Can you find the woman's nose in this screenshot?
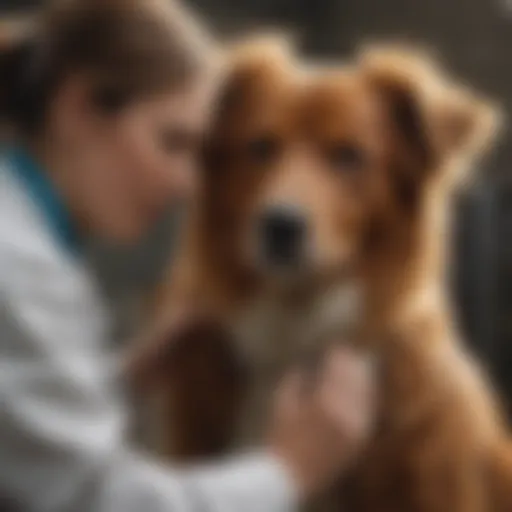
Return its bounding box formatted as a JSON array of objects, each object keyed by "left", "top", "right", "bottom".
[{"left": 166, "top": 160, "right": 198, "bottom": 202}]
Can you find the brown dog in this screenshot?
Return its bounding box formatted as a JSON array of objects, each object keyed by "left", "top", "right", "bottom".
[{"left": 131, "top": 39, "right": 512, "bottom": 511}]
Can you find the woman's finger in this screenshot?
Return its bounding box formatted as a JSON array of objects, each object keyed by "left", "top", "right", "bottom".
[{"left": 316, "top": 346, "right": 377, "bottom": 439}]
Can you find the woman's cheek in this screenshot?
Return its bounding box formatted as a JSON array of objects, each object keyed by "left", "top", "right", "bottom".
[{"left": 171, "top": 155, "right": 198, "bottom": 199}]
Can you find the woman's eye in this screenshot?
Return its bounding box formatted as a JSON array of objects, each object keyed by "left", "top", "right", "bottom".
[
  {"left": 327, "top": 143, "right": 365, "bottom": 172},
  {"left": 246, "top": 135, "right": 281, "bottom": 165}
]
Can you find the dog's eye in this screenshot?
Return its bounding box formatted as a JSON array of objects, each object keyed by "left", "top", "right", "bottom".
[
  {"left": 246, "top": 135, "right": 281, "bottom": 165},
  {"left": 327, "top": 143, "right": 365, "bottom": 172}
]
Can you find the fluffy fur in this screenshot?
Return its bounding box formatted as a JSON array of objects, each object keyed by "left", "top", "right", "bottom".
[{"left": 132, "top": 39, "right": 512, "bottom": 511}]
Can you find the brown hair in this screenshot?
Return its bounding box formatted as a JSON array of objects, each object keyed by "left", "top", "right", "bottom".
[{"left": 0, "top": 0, "right": 213, "bottom": 135}]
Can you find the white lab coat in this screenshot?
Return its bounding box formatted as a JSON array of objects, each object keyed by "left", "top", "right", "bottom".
[{"left": 0, "top": 153, "right": 296, "bottom": 512}]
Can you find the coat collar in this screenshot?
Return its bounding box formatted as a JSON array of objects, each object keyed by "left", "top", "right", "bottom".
[{"left": 5, "top": 146, "right": 82, "bottom": 257}]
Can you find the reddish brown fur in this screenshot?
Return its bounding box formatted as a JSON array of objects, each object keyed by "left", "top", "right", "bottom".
[{"left": 132, "top": 40, "right": 512, "bottom": 511}]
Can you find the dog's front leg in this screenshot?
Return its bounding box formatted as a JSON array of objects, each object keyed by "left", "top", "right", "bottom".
[{"left": 143, "top": 319, "right": 248, "bottom": 462}]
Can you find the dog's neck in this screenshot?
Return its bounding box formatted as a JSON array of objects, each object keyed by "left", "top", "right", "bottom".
[
  {"left": 222, "top": 274, "right": 363, "bottom": 373},
  {"left": 227, "top": 276, "right": 365, "bottom": 446},
  {"left": 363, "top": 193, "right": 453, "bottom": 336}
]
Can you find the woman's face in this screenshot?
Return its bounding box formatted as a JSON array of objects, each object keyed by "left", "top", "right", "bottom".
[{"left": 62, "top": 78, "right": 216, "bottom": 243}]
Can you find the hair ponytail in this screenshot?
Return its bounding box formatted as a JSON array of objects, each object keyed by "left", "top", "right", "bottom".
[{"left": 0, "top": 31, "right": 47, "bottom": 134}]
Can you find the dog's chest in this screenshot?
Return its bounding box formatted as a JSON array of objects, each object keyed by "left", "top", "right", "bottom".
[{"left": 228, "top": 282, "right": 362, "bottom": 446}]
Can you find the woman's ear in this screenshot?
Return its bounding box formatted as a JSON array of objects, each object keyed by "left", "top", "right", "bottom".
[
  {"left": 360, "top": 44, "right": 502, "bottom": 180},
  {"left": 49, "top": 75, "right": 106, "bottom": 147}
]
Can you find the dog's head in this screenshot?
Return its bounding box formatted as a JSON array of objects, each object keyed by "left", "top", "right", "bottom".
[{"left": 200, "top": 38, "right": 500, "bottom": 286}]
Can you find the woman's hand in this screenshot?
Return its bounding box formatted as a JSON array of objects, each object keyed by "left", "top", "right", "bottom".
[{"left": 268, "top": 344, "right": 376, "bottom": 500}]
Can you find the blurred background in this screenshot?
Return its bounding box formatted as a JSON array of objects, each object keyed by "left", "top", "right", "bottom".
[{"left": 2, "top": 0, "right": 512, "bottom": 413}]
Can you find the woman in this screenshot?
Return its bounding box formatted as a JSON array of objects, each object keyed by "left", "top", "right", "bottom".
[{"left": 0, "top": 1, "right": 375, "bottom": 511}]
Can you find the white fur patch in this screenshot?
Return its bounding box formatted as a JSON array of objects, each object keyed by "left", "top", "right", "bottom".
[{"left": 229, "top": 279, "right": 363, "bottom": 445}]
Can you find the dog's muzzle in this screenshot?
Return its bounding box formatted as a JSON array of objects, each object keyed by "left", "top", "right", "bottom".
[{"left": 258, "top": 205, "right": 307, "bottom": 269}]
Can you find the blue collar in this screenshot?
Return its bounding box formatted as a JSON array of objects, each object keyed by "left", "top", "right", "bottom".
[{"left": 5, "top": 146, "right": 82, "bottom": 257}]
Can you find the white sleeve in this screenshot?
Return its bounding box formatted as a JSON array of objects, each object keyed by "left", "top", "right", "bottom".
[{"left": 0, "top": 256, "right": 297, "bottom": 512}]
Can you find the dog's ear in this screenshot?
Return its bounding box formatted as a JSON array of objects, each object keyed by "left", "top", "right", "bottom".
[
  {"left": 203, "top": 34, "right": 295, "bottom": 175},
  {"left": 361, "top": 45, "right": 502, "bottom": 183},
  {"left": 211, "top": 34, "right": 295, "bottom": 129}
]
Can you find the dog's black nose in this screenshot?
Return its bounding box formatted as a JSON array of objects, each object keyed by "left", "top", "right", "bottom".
[{"left": 259, "top": 206, "right": 307, "bottom": 267}]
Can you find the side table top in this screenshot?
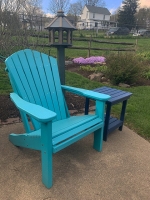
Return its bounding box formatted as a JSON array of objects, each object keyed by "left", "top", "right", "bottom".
[{"left": 94, "top": 86, "right": 132, "bottom": 104}]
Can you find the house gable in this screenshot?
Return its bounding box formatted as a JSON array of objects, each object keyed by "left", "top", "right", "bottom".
[
  {"left": 78, "top": 5, "right": 111, "bottom": 30},
  {"left": 86, "top": 5, "right": 111, "bottom": 15}
]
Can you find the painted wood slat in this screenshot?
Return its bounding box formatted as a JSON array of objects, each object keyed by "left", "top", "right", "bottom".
[
  {"left": 52, "top": 117, "right": 102, "bottom": 145},
  {"left": 7, "top": 58, "right": 40, "bottom": 130},
  {"left": 7, "top": 71, "right": 37, "bottom": 132},
  {"left": 94, "top": 86, "right": 131, "bottom": 97},
  {"left": 29, "top": 50, "right": 54, "bottom": 111},
  {"left": 108, "top": 118, "right": 123, "bottom": 133},
  {"left": 40, "top": 53, "right": 63, "bottom": 120},
  {"left": 53, "top": 123, "right": 102, "bottom": 153},
  {"left": 49, "top": 56, "right": 67, "bottom": 119},
  {"left": 17, "top": 50, "right": 42, "bottom": 105},
  {"left": 23, "top": 49, "right": 49, "bottom": 109},
  {"left": 96, "top": 89, "right": 130, "bottom": 99},
  {"left": 52, "top": 115, "right": 98, "bottom": 137},
  {"left": 5, "top": 56, "right": 32, "bottom": 102},
  {"left": 13, "top": 50, "right": 43, "bottom": 129}
]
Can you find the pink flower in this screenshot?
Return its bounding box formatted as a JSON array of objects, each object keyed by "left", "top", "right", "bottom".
[{"left": 73, "top": 56, "right": 106, "bottom": 64}]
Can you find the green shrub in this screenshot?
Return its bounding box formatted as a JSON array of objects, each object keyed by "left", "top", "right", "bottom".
[
  {"left": 80, "top": 64, "right": 107, "bottom": 73},
  {"left": 143, "top": 71, "right": 150, "bottom": 80},
  {"left": 80, "top": 33, "right": 84, "bottom": 37},
  {"left": 105, "top": 53, "right": 142, "bottom": 85},
  {"left": 137, "top": 52, "right": 150, "bottom": 61}
]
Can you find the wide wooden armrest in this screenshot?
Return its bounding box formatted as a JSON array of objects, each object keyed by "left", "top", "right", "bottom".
[
  {"left": 62, "top": 85, "right": 110, "bottom": 101},
  {"left": 10, "top": 93, "right": 56, "bottom": 122}
]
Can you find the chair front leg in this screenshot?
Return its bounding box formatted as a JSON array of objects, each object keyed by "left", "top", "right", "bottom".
[
  {"left": 93, "top": 101, "right": 105, "bottom": 151},
  {"left": 93, "top": 127, "right": 103, "bottom": 151},
  {"left": 41, "top": 121, "right": 53, "bottom": 188}
]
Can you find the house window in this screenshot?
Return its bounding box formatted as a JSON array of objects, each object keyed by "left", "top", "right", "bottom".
[
  {"left": 93, "top": 13, "right": 95, "bottom": 18},
  {"left": 95, "top": 22, "right": 98, "bottom": 27},
  {"left": 87, "top": 22, "right": 88, "bottom": 26},
  {"left": 83, "top": 23, "right": 84, "bottom": 26}
]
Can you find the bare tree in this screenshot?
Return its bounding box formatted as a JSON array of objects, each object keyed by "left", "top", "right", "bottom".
[
  {"left": 20, "top": 0, "right": 43, "bottom": 15},
  {"left": 68, "top": 1, "right": 82, "bottom": 16},
  {"left": 0, "top": 0, "right": 23, "bottom": 13},
  {"left": 0, "top": 0, "right": 43, "bottom": 31},
  {"left": 135, "top": 8, "right": 150, "bottom": 29},
  {"left": 0, "top": 0, "right": 23, "bottom": 31},
  {"left": 82, "top": 0, "right": 105, "bottom": 7},
  {"left": 0, "top": 0, "right": 43, "bottom": 14},
  {"left": 48, "top": 0, "right": 70, "bottom": 14},
  {"left": 67, "top": 1, "right": 82, "bottom": 24}
]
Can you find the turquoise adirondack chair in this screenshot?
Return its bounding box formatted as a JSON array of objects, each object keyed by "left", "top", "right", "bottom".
[{"left": 5, "top": 49, "right": 110, "bottom": 188}]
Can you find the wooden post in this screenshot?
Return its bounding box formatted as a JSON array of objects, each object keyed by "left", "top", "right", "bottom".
[
  {"left": 57, "top": 46, "right": 65, "bottom": 85},
  {"left": 87, "top": 35, "right": 92, "bottom": 57},
  {"left": 135, "top": 39, "right": 138, "bottom": 51}
]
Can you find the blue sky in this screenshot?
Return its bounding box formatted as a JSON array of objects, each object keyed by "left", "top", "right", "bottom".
[
  {"left": 42, "top": 0, "right": 122, "bottom": 14},
  {"left": 104, "top": 0, "right": 122, "bottom": 13},
  {"left": 42, "top": 0, "right": 150, "bottom": 15}
]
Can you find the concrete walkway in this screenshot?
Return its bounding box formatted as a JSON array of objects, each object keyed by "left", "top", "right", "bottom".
[{"left": 0, "top": 123, "right": 150, "bottom": 200}]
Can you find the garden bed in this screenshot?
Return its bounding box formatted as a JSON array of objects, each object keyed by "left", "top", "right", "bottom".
[{"left": 1, "top": 62, "right": 150, "bottom": 124}]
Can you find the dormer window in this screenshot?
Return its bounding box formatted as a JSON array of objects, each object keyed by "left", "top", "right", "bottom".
[{"left": 93, "top": 13, "right": 95, "bottom": 18}]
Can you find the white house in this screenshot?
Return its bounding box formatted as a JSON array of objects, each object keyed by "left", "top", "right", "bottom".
[{"left": 77, "top": 5, "right": 111, "bottom": 30}]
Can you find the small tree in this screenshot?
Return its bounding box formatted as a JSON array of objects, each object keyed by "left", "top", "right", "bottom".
[
  {"left": 82, "top": 0, "right": 105, "bottom": 7},
  {"left": 117, "top": 0, "right": 139, "bottom": 30},
  {"left": 68, "top": 1, "right": 82, "bottom": 24},
  {"left": 135, "top": 8, "right": 150, "bottom": 29},
  {"left": 48, "top": 0, "right": 70, "bottom": 14}
]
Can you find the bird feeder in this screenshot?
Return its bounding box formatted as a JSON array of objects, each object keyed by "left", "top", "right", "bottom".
[{"left": 45, "top": 10, "right": 76, "bottom": 84}]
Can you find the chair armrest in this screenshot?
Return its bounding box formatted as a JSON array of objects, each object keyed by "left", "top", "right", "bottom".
[
  {"left": 10, "top": 93, "right": 56, "bottom": 123},
  {"left": 62, "top": 85, "right": 110, "bottom": 102}
]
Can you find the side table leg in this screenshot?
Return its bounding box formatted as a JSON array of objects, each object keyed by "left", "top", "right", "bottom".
[
  {"left": 103, "top": 103, "right": 111, "bottom": 141},
  {"left": 119, "top": 100, "right": 127, "bottom": 131},
  {"left": 85, "top": 98, "right": 90, "bottom": 115}
]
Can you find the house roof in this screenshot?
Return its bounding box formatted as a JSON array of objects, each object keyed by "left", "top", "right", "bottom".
[{"left": 85, "top": 5, "right": 111, "bottom": 15}]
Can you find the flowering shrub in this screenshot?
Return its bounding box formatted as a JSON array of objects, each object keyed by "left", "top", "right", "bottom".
[{"left": 72, "top": 56, "right": 106, "bottom": 64}]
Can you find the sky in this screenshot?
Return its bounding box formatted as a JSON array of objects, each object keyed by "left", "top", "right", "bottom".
[{"left": 42, "top": 0, "right": 150, "bottom": 15}]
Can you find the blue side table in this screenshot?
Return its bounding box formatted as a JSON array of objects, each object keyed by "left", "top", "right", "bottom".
[{"left": 85, "top": 86, "right": 132, "bottom": 141}]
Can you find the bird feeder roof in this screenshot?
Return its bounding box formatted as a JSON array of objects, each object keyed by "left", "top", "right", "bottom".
[{"left": 45, "top": 10, "right": 76, "bottom": 30}]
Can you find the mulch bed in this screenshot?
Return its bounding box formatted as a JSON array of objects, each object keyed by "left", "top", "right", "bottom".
[{"left": 0, "top": 93, "right": 95, "bottom": 124}]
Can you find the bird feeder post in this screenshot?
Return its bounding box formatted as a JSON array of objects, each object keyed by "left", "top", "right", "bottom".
[{"left": 45, "top": 10, "right": 76, "bottom": 85}]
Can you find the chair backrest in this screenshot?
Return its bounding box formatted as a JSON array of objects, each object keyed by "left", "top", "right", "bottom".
[{"left": 5, "top": 49, "right": 69, "bottom": 131}]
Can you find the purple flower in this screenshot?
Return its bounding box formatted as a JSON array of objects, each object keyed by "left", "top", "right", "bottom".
[{"left": 73, "top": 56, "right": 106, "bottom": 64}]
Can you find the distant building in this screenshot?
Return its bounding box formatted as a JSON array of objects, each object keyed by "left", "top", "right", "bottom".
[{"left": 77, "top": 5, "right": 111, "bottom": 30}]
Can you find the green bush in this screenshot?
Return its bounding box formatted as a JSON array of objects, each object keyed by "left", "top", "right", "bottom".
[
  {"left": 137, "top": 52, "right": 150, "bottom": 61},
  {"left": 80, "top": 64, "right": 107, "bottom": 73},
  {"left": 105, "top": 53, "right": 142, "bottom": 85},
  {"left": 143, "top": 71, "right": 150, "bottom": 80}
]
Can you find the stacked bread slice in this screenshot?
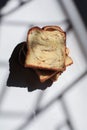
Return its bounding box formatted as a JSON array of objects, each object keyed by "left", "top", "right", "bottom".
[{"left": 25, "top": 26, "right": 73, "bottom": 82}]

# [REQUIREMENT]
Within the material above, output exactly the lines from the one with "Can you find the wooden" through the one with "Can you find the small", end lines included, and nothing besides.

# [SOLUTION FOR THIS EXERCISE]
Can you find the wooden post in this screenshot?
Return its bounding box formatted as a JSON array of objects, each object keyed by "left", "top", "right", "bottom".
[
  {"left": 57, "top": 46, "right": 65, "bottom": 85},
  {"left": 87, "top": 35, "right": 92, "bottom": 57},
  {"left": 135, "top": 39, "right": 138, "bottom": 51}
]
Can you find the blue sky in this screenshot?
Return its bounding box formatted as a JSON array of objects, each object keyed by "left", "top", "right", "bottom".
[
  {"left": 42, "top": 0, "right": 122, "bottom": 14},
  {"left": 104, "top": 0, "right": 122, "bottom": 13},
  {"left": 42, "top": 0, "right": 150, "bottom": 15}
]
Can you find the concrete walkway in this screenshot?
Return its bounding box formatted as a JSON array of objects, each object keyed by "left", "top", "right", "bottom".
[{"left": 0, "top": 123, "right": 150, "bottom": 200}]
Can you find the garden bed in this screenshot?
Return its bounding box formatted as a JSON array of objects, each object keyed by "left", "top", "right", "bottom".
[{"left": 1, "top": 62, "right": 150, "bottom": 124}]
Can you find the dormer window in this screenshot?
Return its bounding box formatted as a JSON array of objects, each object keyed by "left", "top", "right", "bottom".
[{"left": 93, "top": 13, "right": 95, "bottom": 18}]
Can you find the white house in this screenshot?
Return its bounding box formatted as a JSON array of objects, each object keyed by "left", "top", "right", "bottom".
[{"left": 77, "top": 5, "right": 111, "bottom": 30}]
Can you find the small tree in this screenshot?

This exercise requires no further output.